Multi-touch API

Thu May 24 00:48:22 PDT 2012

Hello,
we are at the end of a long journey to introduce an initial multi-touch 
support. The API has been lying in 2.2 repository for some time already, 
but we haven't got much feedback, so we've decided to make a last call 
for your concerns that might result in API changes before it goes 
public. We are already past feature freeze though, so the window is 
going to be quite small. A summary of the API follows.

The touch actions produce three types of events: MouseEvents, 
GestureEvents and TouchEvents. All the events are delivered 
simultaneously and independently.

* Mouse events *

Single touches are translated to normal MouseEvents, so the existing 
applications should work fine on touch screen. Sometimes you may need to 
identify and handle differently the mouse events synthesized from 
touch-screen, for that purpose they have a new isSynthesized flag.

* Gesture events *

Gesture events are: ScrollEvent, RotateEvent, ZoomEvent, SwipeEvent. 
They are generated by both touch screen and trackpad. Basic common 
characteristics are:
  * each event has coordinates, for trackpad events mouse coordinates 
are used, four touch screen events the center point between all the 
touches is used
  * each event has modifiers information
  * each event has isDirect flag that distinguishes between direct 
events produced by touching on direct coordinates on touch screen and 
indirect events produced by trackpad or mouse.

### Supplied material
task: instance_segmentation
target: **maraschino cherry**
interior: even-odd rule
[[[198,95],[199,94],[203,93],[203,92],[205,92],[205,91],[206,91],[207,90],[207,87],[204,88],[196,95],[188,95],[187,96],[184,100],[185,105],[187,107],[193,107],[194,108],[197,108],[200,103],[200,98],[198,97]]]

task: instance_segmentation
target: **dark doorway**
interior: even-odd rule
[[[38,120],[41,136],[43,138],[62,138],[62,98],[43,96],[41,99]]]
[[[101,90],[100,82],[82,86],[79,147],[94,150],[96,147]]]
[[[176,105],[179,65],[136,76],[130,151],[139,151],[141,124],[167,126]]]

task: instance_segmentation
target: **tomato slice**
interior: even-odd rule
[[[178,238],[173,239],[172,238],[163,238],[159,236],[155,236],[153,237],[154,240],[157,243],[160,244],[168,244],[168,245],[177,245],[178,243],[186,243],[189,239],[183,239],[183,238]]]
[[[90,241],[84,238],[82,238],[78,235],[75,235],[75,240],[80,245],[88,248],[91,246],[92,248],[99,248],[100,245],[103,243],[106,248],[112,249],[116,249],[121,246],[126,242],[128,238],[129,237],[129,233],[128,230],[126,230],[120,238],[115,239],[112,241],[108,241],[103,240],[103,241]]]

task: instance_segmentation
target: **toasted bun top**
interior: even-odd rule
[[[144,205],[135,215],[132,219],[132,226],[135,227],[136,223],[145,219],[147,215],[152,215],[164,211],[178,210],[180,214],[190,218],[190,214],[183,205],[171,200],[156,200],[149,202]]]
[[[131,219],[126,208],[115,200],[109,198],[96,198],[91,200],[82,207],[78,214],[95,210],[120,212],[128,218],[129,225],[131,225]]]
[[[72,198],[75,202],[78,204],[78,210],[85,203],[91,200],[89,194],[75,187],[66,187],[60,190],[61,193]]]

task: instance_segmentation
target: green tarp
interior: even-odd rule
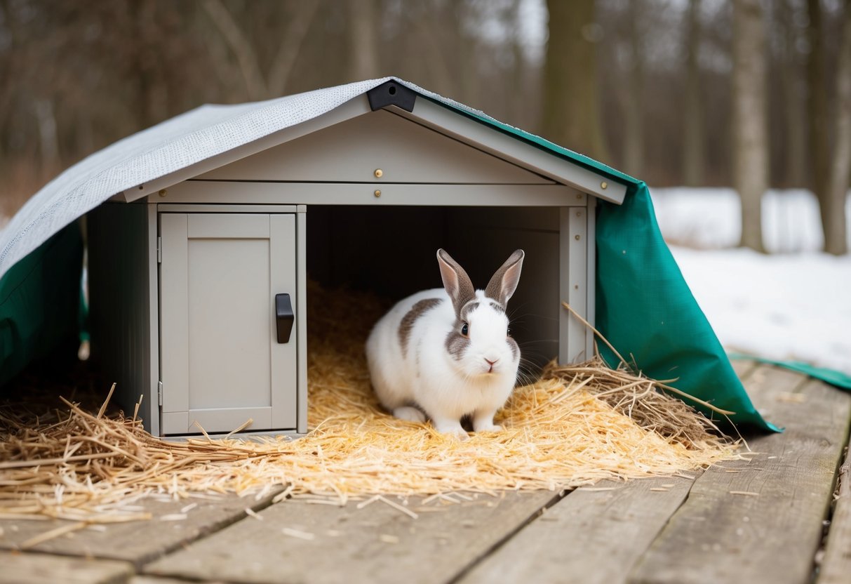
[[[441,102],[437,102],[441,103]],[[443,104],[444,106],[447,104]],[[709,322],[662,239],[643,181],[593,158],[463,107],[456,111],[627,186],[622,205],[597,208],[597,328],[624,358],[658,380],[712,405],[735,412],[735,424],[778,432],[757,412]],[[603,347],[601,355],[618,359]],[[692,404],[707,415],[718,415]],[[721,419],[723,424],[726,420]]]
[[[734,422],[777,429],[754,409],[692,296],[662,240],[643,182],[480,112],[434,100],[626,185],[623,205],[597,208],[597,327],[648,375],[677,378],[671,385],[734,411]],[[71,226],[0,280],[0,383],[76,327],[79,278],[79,232]],[[609,352],[603,357],[616,364]]]
[[[75,222],[0,278],[0,385],[77,338],[83,238]]]
[[[778,430],[757,412],[733,371],[662,239],[643,182],[630,186],[622,205],[601,204],[597,254],[597,326],[625,359],[649,377],[676,379],[670,385],[735,412],[730,420],[736,424]],[[602,344],[600,352],[609,365],[618,364]]]

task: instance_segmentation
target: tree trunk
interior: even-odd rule
[[[827,192],[821,202],[825,251],[837,255],[848,251],[845,204],[851,178],[851,1],[846,0],[844,3],[842,37],[837,61],[836,143]]]
[[[641,15],[644,8],[639,0],[630,3],[629,84],[625,110],[624,165],[633,176],[644,170],[644,50]]]
[[[608,160],[597,77],[593,0],[547,0],[543,133],[567,148]]]
[[[807,137],[801,99],[801,71],[795,48],[798,32],[795,27],[791,3],[791,0],[782,0],[780,3],[780,20],[783,27],[780,90],[783,92],[783,117],[786,129],[786,139],[783,145],[785,160],[784,178],[786,186],[800,187],[804,186]]]
[[[700,50],[700,0],[690,0],[688,18],[683,181],[688,186],[700,186],[704,182],[705,158],[703,94],[700,91],[700,63],[698,60]]]
[[[260,71],[257,54],[249,39],[233,20],[230,10],[221,0],[204,0],[202,7],[237,57],[248,99],[261,100],[268,97],[269,90]]]
[[[809,89],[809,166],[813,192],[819,201],[821,226],[826,244],[830,236],[831,216],[827,204],[830,166],[830,135],[827,128],[827,88],[823,40],[821,6],[819,0],[807,0],[809,13],[809,59],[807,61],[807,84]],[[842,234],[844,237],[844,233]]]
[[[765,251],[760,205],[768,184],[765,28],[761,0],[733,4],[733,183],[742,208],[740,245]]]
[[[380,14],[375,9],[375,0],[350,0],[348,8],[351,78],[360,81],[380,77],[377,35]]]

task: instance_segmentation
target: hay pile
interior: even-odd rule
[[[363,341],[383,306],[311,289],[310,434],[169,444],[134,416],[65,401],[35,416],[0,406],[0,518],[140,518],[139,498],[268,493],[344,503],[370,494],[561,490],[705,467],[735,447],[653,381],[599,362],[551,365],[517,388],[505,430],[466,442],[396,420],[369,388]],[[357,312],[351,311],[357,306]]]

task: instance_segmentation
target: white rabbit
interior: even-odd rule
[[[448,254],[437,250],[443,288],[400,301],[376,323],[366,352],[381,404],[403,420],[431,420],[437,432],[468,438],[501,430],[494,415],[511,395],[520,349],[508,334],[505,307],[520,279],[523,251],[496,271],[484,290]]]

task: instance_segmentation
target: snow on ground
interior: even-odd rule
[[[651,192],[662,233],[724,346],[851,374],[851,255],[818,253],[822,233],[812,193],[766,195],[763,235],[776,253],[763,255],[734,249],[741,229],[734,191]],[[851,226],[851,199],[846,210]],[[0,229],[4,223],[0,218]]]
[[[741,229],[735,192],[651,192],[662,233],[679,244],[674,257],[725,347],[851,374],[851,255],[817,251],[822,232],[810,192],[766,196],[766,246],[785,252],[769,255],[730,249]],[[851,200],[846,210],[851,226]]]

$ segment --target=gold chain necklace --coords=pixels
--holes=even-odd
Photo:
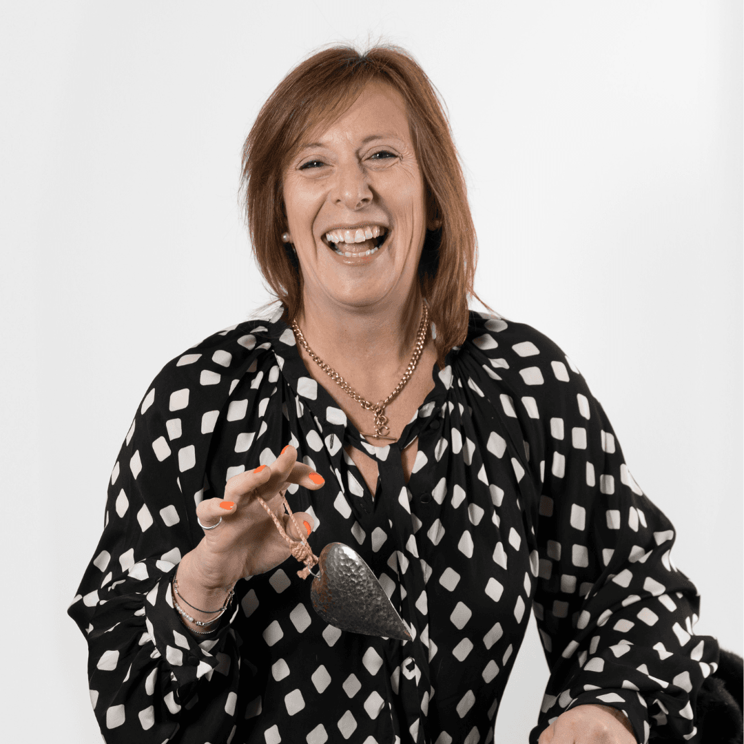
[[[339,374],[338,372],[333,369],[330,365],[327,365],[310,347],[307,345],[307,341],[305,341],[305,337],[302,335],[302,331],[300,330],[300,327],[297,324],[297,321],[292,321],[292,330],[295,332],[295,337],[299,341],[300,345],[310,355],[311,359],[339,387],[341,388],[345,393],[351,396],[365,411],[371,411],[374,413],[374,434],[365,434],[364,432],[361,432],[360,434],[363,437],[372,437],[374,439],[389,439],[391,441],[394,441],[394,437],[388,437],[388,434],[390,434],[390,427],[388,426],[388,417],[385,415],[385,409],[388,404],[403,389],[405,386],[405,383],[411,379],[411,376],[414,373],[416,369],[416,365],[418,364],[418,360],[421,358],[421,353],[423,351],[424,344],[426,341],[426,333],[429,331],[429,308],[426,307],[426,303],[423,303],[423,310],[421,314],[421,323],[419,325],[418,333],[416,334],[416,345],[414,347],[413,356],[411,357],[411,361],[408,362],[408,366],[405,368],[405,373],[403,375],[400,382],[397,384],[395,390],[393,391],[390,395],[388,396],[385,400],[381,400],[379,403],[371,403],[368,400],[365,400],[364,398],[359,395],[356,391],[353,390],[349,385],[349,383],[344,379],[343,377]]]

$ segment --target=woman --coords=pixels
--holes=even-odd
[[[530,607],[533,742],[693,735],[718,650],[674,532],[562,352],[469,314],[475,234],[420,68],[311,57],[244,176],[281,308],[166,365],[127,434],[70,610],[106,740],[487,742]],[[290,537],[357,550],[411,641],[313,612],[258,498],[281,515],[285,492]]]

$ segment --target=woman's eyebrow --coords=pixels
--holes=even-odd
[[[368,142],[371,142],[373,140],[379,139],[397,139],[400,140],[397,134],[393,132],[385,132],[379,135],[368,135],[362,141],[362,144],[367,144]],[[313,147],[327,147],[328,145],[325,142],[306,142],[300,145],[299,152],[302,152],[305,150],[312,150]]]

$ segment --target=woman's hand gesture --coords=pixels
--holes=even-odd
[[[283,562],[291,554],[289,545],[258,497],[277,516],[286,534],[299,540],[295,522],[306,530],[302,536],[307,537],[314,520],[304,512],[295,513],[294,521],[284,513],[284,493],[292,483],[315,490],[324,482],[314,470],[297,461],[294,447],[286,446],[271,465],[230,478],[223,499],[202,501],[196,507],[202,525],[205,527],[217,526],[205,530],[201,542],[179,565],[179,589],[189,603],[207,610],[214,609],[215,602],[219,597],[224,599],[225,591],[239,579],[265,573]]]
[[[630,722],[608,705],[577,705],[561,714],[537,744],[635,744]]]

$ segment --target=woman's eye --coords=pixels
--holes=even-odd
[[[379,153],[375,153],[374,155],[371,155],[371,157],[374,158],[377,160],[382,160],[383,158],[397,158],[397,155],[394,153],[391,153],[386,150],[382,150]]]

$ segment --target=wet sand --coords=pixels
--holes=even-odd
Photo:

### Given exercise 1
In the multi-touch API announcement, why are single touches translated into normal MouseEvents? Answer in one to three sentences.
### Given exercise 2
What comes next in the multi-touch API announcement? Continue it from its last sentence.

### Task answer 1
Single touches are translated into normal MouseEvents so that existing applications should work fine on a touch screen.

### Task answer 2
The ScrollEvent, RotateEvent and ZoomEvent are continuous. They have 
event types "started", "performed" and "finished". The "started" event 
comes when the gesture is detected, then the "performed" events are 
delivered, containing delta values (change since the previous event) and 
total delta values (change since the gesture start). The "finished" 
event is delivered when the gesture finishes (the touches are released). 
After that, another "performed" events may be delivered, with an 
isInertia flag set to true. Whole gesture is delivered to a single node 
that was picked on gesture coordinates in time of gesture start.

The SwipeEvent is a one-time event. When all the touch points involved 
in a gesture are pressed, then moved in the same direction and released, 
we recognize the gesture and deliver it as a single SwipeEvent 
(containing the swipe direction). Note that the described gesture 
produces also ScrollEvents, they are not exlusive with swipe.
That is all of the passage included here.